Task instructions:
Pull out the lines of the material below that begin with the line containing "the plain backdrop." and continue through the end of the material. Reproduce them verbatim.

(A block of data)
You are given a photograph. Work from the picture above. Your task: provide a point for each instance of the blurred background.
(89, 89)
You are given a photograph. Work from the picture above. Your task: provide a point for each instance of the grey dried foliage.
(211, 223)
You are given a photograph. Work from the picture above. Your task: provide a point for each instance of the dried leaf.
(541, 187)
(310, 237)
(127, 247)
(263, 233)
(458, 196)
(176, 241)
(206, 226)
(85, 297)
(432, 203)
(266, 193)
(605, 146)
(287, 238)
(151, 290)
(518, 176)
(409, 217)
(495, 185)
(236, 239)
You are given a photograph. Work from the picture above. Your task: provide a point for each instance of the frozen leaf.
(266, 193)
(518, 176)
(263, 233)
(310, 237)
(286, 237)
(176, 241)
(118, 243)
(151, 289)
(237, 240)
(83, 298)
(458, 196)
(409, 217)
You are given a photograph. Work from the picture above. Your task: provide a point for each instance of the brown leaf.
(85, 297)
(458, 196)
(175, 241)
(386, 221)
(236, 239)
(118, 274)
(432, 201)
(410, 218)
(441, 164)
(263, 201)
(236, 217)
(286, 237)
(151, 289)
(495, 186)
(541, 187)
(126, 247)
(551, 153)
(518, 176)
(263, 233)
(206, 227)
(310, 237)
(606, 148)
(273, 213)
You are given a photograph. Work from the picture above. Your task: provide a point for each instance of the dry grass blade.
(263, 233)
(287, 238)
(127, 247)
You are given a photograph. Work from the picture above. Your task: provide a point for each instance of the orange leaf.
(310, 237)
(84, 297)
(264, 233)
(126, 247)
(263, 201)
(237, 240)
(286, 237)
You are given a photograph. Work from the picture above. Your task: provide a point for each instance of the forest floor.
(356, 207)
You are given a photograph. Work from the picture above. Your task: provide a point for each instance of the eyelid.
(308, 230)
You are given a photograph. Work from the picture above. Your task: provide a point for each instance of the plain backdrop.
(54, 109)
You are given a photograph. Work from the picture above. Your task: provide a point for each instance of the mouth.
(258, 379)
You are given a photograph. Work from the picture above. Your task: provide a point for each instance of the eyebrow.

Solution to this task:
You are given a photograph. Work from the picture above. Your task: provide a point for each instance of the plain backdrop.
(54, 109)
You are given a photograph. Work from the picture above. Your task: provide a point for each instance of the mouth.
(258, 379)
You are given a photograph. Work from the picture above. Your task: provide a point for each instance of the eyebrow.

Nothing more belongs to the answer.